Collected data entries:
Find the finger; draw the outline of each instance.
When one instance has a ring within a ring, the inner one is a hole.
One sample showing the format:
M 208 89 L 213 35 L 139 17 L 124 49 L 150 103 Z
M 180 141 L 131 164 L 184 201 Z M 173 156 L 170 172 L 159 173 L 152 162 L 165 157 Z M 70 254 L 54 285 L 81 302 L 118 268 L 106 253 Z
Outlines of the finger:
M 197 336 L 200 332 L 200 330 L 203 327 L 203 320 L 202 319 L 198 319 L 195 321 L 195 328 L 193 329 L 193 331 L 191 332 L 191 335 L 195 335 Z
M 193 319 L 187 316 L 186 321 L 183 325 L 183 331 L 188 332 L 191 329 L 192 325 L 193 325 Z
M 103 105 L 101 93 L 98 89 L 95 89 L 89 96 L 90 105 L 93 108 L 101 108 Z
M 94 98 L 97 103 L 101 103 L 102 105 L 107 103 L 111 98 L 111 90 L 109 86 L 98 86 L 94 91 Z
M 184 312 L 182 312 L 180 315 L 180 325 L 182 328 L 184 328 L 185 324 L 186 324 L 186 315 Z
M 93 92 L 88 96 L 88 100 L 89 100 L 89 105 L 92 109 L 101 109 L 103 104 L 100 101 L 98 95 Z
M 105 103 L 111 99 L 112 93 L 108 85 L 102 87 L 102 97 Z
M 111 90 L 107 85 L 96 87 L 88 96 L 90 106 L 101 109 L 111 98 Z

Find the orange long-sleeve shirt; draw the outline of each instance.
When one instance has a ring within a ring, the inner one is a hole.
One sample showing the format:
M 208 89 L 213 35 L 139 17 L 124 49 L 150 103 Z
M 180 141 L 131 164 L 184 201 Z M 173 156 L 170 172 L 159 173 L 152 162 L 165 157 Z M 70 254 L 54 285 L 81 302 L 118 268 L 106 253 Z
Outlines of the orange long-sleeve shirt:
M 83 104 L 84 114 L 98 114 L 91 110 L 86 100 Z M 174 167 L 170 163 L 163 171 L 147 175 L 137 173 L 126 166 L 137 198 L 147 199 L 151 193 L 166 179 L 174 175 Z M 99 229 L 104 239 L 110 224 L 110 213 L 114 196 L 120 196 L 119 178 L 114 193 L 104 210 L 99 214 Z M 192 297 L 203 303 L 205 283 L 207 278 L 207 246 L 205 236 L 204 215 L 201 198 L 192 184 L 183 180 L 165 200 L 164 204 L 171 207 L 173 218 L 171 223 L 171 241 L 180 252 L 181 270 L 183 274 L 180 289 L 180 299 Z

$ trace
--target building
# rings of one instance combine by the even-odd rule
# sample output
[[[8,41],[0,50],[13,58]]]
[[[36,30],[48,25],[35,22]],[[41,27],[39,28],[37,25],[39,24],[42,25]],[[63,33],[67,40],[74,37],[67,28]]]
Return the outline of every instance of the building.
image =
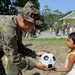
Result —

WHAT TO WORK ON: The entries must be repeated exactly. Leave the images out.

ANSWER BELOW:
Find the finger; draw the outline of each instance.
When one instance has a ring within a ring, the inner one is a hole.
One sample showing the format:
M 208 89 L 213 35 L 139 17 L 124 49 L 150 103 Z
M 180 141 L 131 164 L 184 201 Z M 173 156 L 170 172 L 159 173 L 152 162 L 165 157 Z M 70 254 L 54 285 L 81 302 L 118 268 L 106 253 Z
Outlines of the finger:
M 197 336 L 200 332 L 200 330 L 203 327 L 203 320 L 202 319 L 198 319 L 195 321 L 195 328 L 193 329 L 193 331 L 191 332 L 191 335 L 195 335 Z
M 193 319 L 187 316 L 186 321 L 183 325 L 183 331 L 188 332 L 191 329 L 192 325 L 193 325 Z
M 103 105 L 101 93 L 98 89 L 95 89 L 89 96 L 90 105 L 93 108 L 101 108 Z
M 94 98 L 97 103 L 101 103 L 102 105 L 107 103 L 111 98 L 111 90 L 109 86 L 98 86 L 94 91 Z
M 184 312 L 182 312 L 180 315 L 180 325 L 182 328 L 184 328 L 185 324 L 186 324 L 186 315 Z
M 93 92 L 88 96 L 88 100 L 89 100 L 89 105 L 92 109 L 101 109 L 103 104 L 100 101 L 98 95 Z
M 105 103 L 111 99 L 112 93 L 108 85 L 102 87 L 102 97 Z
M 111 90 L 107 85 L 96 87 L 88 96 L 90 106 L 101 109 L 111 98 Z

Find the orange long-sleeve shirt; draw the outline of each instance.
When one instance has a ring within a ring, the inner one is a hole.
One sample showing the format:
M 208 89 L 213 35 L 139 17 L 124 49 L 150 103 Z
M 180 141 L 131 164 L 184 201 Z M 173 156 L 170 172 L 159 173 L 152 162 L 165 157 Z M 70 254 L 54 285 L 81 302 L 118 268 L 106 253 Z
Outlines of the orange long-sleeve shirt:
M 83 104 L 84 114 L 98 114 L 91 110 L 86 100 Z M 174 167 L 170 163 L 163 171 L 147 175 L 137 173 L 126 166 L 137 198 L 147 199 L 151 193 L 166 179 L 174 175 Z M 99 229 L 104 239 L 110 224 L 110 213 L 114 196 L 120 196 L 119 178 L 114 193 L 104 210 L 99 214 Z M 192 297 L 203 303 L 205 283 L 207 278 L 207 246 L 205 236 L 204 215 L 201 198 L 192 184 L 183 180 L 165 200 L 164 204 L 171 207 L 173 218 L 171 223 L 171 241 L 180 252 L 181 270 L 183 274 L 180 289 L 180 299 Z

$ trace
--target building
# rings of one instance combine by the even-odd rule
# sample output
[[[8,41],[0,50],[13,58]]]
[[[36,30],[48,25],[35,22]],[[41,27],[39,28],[37,25],[39,24],[42,25]],[[63,33],[67,40],[74,37],[67,28]]]
Return the outline of every instance of the building.
image =
Result —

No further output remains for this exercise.